◆ WRITTEN INSTRUCTION ◆
Transcribe every one of the entries below word for word, omitting the pictures.

## START SUPPLIED MATERIAL

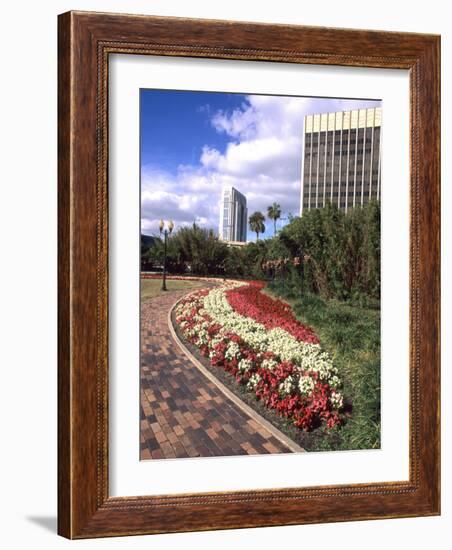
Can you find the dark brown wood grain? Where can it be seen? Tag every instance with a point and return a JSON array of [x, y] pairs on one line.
[[85, 42]]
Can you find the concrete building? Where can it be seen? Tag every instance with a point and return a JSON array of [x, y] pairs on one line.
[[341, 159], [233, 216]]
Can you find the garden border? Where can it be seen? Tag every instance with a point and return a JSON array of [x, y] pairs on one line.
[[85, 42]]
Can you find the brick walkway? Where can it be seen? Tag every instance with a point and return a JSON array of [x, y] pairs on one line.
[[183, 414]]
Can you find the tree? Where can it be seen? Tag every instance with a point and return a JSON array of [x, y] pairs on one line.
[[274, 213], [256, 221]]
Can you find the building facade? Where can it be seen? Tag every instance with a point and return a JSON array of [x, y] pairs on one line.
[[341, 159], [233, 216]]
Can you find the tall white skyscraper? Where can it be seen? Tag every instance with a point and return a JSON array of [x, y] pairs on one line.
[[341, 159], [233, 215]]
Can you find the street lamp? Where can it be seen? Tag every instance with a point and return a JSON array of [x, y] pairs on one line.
[[165, 232]]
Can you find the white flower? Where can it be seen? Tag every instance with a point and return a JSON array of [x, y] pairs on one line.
[[305, 357], [336, 399], [306, 385], [287, 387], [253, 381], [244, 365], [232, 351]]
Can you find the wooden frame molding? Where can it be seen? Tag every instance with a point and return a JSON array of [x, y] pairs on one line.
[[85, 42]]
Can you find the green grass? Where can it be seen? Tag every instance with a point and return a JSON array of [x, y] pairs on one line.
[[351, 334], [150, 288]]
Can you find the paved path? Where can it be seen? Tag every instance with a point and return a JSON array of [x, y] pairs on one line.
[[183, 414]]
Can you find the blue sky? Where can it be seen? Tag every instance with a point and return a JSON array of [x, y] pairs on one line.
[[194, 143]]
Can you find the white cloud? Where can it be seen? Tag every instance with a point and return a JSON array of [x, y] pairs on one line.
[[262, 160]]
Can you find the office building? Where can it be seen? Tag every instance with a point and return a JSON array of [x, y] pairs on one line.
[[233, 216], [341, 159]]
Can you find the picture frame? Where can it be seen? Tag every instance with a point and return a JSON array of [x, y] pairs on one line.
[[85, 42]]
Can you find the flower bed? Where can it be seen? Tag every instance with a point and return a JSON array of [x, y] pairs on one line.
[[248, 300], [282, 364]]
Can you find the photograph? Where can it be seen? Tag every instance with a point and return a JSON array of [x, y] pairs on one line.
[[260, 274]]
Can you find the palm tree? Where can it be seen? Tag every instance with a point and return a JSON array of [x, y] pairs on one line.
[[256, 221], [274, 213]]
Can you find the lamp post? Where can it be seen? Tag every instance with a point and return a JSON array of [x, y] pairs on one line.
[[165, 232], [301, 253]]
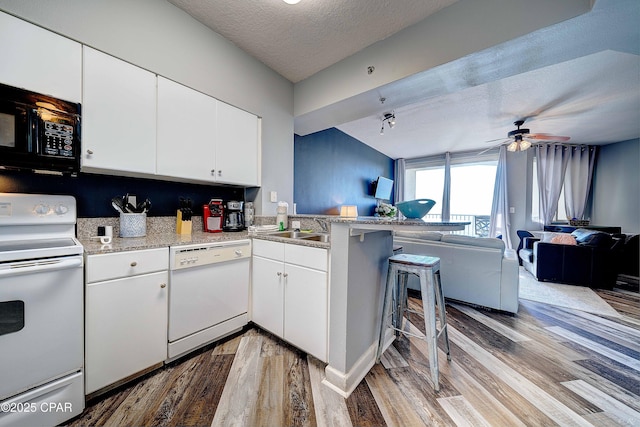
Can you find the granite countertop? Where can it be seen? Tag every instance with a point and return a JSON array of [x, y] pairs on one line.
[[92, 246], [161, 232], [301, 242]]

## END SUPPLIED MATERIAL

◆ RESULT ◆
Can you find the dark brown wood grain? Where can it be seen? Tag every instance with a point and return a JSON array of [x, y] pairs on one line.
[[85, 42]]
Can you find the concrete building? Where can it be seen? Tag every instance with a point and return a JSON array of [x, y] pairs on one line.
[[341, 159], [233, 216]]
Can you find the garden border? Where can it be seen? Tag every instance with a point and return a JSON array of [x, y] pairs on one line.
[[85, 42]]
Can you find the brick walkway? Where can it be seen? Tag every instance with a point and return a JSON array of [x, y] pairs on one line.
[[183, 414]]
Can you find the tree? Where can it be seen? Tag every instance with a point and return a JSON array of [x, y] pairs on one line.
[[274, 213], [256, 221]]
Can you find the building facade? Where can it be seen? Tag every instance with a point and return a JSON array of [x, y] pairs on one line.
[[341, 159], [233, 216]]
Can you find the tall white skyscraper? Where can it be seen? Tag every instance with a point and return a JSON array of [x, y] pairs on one line.
[[341, 159], [233, 215]]
Can you find the street lamp? Where can it be seen? Tag every instance with a point and return a JSON array of [x, y] pairs on one line.
[[165, 232]]
Can you find the white flower? Where can it be seen? Tag every instance with a point and return a JSON array of [x, y] pairs on one line.
[[305, 357], [336, 399], [306, 385], [287, 387], [253, 381], [244, 365], [232, 351]]
Can you find the wooden frame molding? Where can it be seen? Tag every instance with a point and return a JSON array of [x, y] pairs on one line.
[[85, 42]]
Can you find the green grass? Where can it be seen? Tag every instance with a point and return a JSON array of [x, y] pairs on one line.
[[351, 334], [150, 288]]
Can you find the paved path? Where can it be seen? Tag every instance with a point and return a JSON array of [x, y] pairs on one line.
[[183, 414]]
Can you find the blue sky? Where can it be seen? Tag every instance with a point and return a JSON array of [x, y] pairs on one line.
[[194, 143]]
Can you find the white cloud? Where can it be seen? Tag every instance with a point and return a JSON array of [x, y] pairs on one line.
[[262, 160]]
Can you find the office building? Where can it be seen? Tag every instance with a point and return a JSON array of [x, y] pairs on one line.
[[233, 216], [341, 159]]
Can you find the picture frame? Where can it be seen? Tag every instance with a point and return a JSON array of [x, y] pairs on one line.
[[85, 42]]
Can you find the flower bed? Where can it be seen? Tag every instance with a point and return a JSON array of [x, y] pairs on one line.
[[248, 300], [282, 364]]
Can you find the photograph? Where can it be seen? Tag every instance with a point and return a JSON array of [x, y] pairs on one line.
[[260, 274]]
Can you find the palm tree? Where can it be seen? Tag every instance with a point and return a JSON array of [x, y] pairs on one line.
[[256, 221], [274, 213]]
Can you find the lamp post? Where can it be seen? Tag every instance with a point and return a JSON array of [x, y] pairs on one line.
[[165, 232], [301, 253]]
Can you find the granite countertop? Where can it be seen? Tag every instance with a point and return a JSON array of [x, y] pairs on one line.
[[92, 246], [161, 232], [301, 242]]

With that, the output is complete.